## QUOTED TEXT

▬▬▬▬▬▬▬▬▬▬

Research institutions benefit from open access in the following ways: increased visibility and presence on the Web; increased impact for research; the open access collection in the repository forms a complete record of the research output of the institution in easily accessible form, provides the means for the institution to manage its research programmes more effectively and to measure and assess its research programmes. Open repositories publicise an institute’s research strengths, providing maximum return on research investment. Institutions can mandate open repositories, speeding development.

Open repositories increase impact and usage of institute's research, providing new contacts and research partnerships for authors. Free and open source software is used to set up the repositories and institutions benefit from free technical support for installation and use. There are low installation and maintenance costs, repositories are quick to set up and gain benefits. And repositories provide usage statistics showing global interest and value of institutional research.

A JISC report authored by Alma Swan called “Modelling scholarly communication options: costs and benefits for universities” shows that a single large university could contribute around £3 million each year to the research community as a whole simply by sharing knowledge through a more open route. The study applied open access models to a representative group of universities, and reviewed the costs and benefits of each scenario. In terms of modelling, the work does two things: it identifies the costs and benefits of different scholarly communication scenarios; and it quantifies them, that is, it attaches actual values to cost elements in the processes involved and measures what economic outcomes emerge from modelling various scenarios. The outcomes of this modelling vary (eg by university) but, in all cases, open access options have the potential to save universities money.

▬▬▬▬▬▬▬▬▬▬

## RECORD EXTRACTS
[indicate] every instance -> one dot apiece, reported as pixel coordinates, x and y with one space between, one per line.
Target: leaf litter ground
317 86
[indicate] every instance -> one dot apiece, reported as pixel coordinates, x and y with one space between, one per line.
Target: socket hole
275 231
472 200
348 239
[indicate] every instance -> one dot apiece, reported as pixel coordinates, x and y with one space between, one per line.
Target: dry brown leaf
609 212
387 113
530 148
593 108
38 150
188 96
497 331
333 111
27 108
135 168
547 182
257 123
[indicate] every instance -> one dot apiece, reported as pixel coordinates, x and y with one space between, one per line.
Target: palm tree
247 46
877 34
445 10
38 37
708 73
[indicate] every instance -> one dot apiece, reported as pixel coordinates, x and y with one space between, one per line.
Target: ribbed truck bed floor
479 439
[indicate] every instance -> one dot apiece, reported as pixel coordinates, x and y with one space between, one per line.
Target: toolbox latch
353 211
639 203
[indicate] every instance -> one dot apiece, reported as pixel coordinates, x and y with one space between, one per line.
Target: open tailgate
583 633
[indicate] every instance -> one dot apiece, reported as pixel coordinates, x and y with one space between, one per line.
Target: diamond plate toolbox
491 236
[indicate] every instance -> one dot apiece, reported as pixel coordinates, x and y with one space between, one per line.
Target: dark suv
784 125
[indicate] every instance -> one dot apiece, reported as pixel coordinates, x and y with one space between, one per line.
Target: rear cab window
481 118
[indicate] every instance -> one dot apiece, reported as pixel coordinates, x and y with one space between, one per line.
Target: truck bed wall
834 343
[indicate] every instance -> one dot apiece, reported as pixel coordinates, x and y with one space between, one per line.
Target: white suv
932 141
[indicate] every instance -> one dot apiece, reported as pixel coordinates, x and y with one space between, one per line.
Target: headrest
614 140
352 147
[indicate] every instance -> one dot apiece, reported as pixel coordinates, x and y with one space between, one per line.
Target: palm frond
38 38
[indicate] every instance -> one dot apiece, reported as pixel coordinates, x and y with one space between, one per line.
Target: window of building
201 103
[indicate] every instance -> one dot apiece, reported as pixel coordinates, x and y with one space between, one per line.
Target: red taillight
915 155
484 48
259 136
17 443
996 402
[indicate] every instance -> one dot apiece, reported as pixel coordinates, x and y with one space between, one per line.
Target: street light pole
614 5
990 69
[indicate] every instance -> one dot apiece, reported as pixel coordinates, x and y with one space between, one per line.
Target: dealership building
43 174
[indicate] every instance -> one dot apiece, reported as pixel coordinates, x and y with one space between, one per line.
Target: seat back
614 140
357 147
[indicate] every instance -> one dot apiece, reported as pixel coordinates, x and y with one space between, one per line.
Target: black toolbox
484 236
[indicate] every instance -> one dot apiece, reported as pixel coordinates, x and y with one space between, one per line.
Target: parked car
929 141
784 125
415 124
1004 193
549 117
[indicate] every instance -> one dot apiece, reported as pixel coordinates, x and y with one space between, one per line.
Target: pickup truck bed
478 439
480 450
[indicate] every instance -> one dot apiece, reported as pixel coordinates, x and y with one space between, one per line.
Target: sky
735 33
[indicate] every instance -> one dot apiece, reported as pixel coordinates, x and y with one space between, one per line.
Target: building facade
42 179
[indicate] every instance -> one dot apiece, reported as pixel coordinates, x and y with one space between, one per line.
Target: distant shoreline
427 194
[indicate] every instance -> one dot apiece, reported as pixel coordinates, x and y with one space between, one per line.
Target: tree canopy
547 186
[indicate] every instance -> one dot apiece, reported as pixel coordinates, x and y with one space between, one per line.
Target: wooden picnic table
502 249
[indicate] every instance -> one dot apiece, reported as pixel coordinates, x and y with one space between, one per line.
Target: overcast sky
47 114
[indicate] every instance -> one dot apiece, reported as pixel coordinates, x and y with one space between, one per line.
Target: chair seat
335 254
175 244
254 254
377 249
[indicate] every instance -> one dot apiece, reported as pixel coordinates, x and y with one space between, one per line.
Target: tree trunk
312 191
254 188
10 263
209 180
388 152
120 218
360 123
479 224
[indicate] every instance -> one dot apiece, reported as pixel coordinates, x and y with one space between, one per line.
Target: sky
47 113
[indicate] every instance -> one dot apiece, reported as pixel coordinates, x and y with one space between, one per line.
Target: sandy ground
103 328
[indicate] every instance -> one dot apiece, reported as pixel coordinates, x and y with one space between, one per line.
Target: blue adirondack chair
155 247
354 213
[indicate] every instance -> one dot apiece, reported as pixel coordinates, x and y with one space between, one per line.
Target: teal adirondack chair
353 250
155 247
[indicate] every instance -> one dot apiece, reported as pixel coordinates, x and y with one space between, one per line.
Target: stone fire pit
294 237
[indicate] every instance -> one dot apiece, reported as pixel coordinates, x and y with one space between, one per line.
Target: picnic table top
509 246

▬▬▬▬▬▬▬▬▬▬

## WHAT TO WORK ON
Decide whether each statement below agrees with the text on open access above, answering yes or no and quoting the words of the text that settle it: (a) The repositories are set up with free and open source software. (b) Installing and maintaining the repositories is costly. (c) The modelling found that open access options could save money for only some universities.

## THE OUTPUT
(a) Yes: "Free and open source software is used to set up the repositories"
(b) No: "There are low installation and maintenance costs"
(c) No: "in all cases, open access options have the potential to save universities money"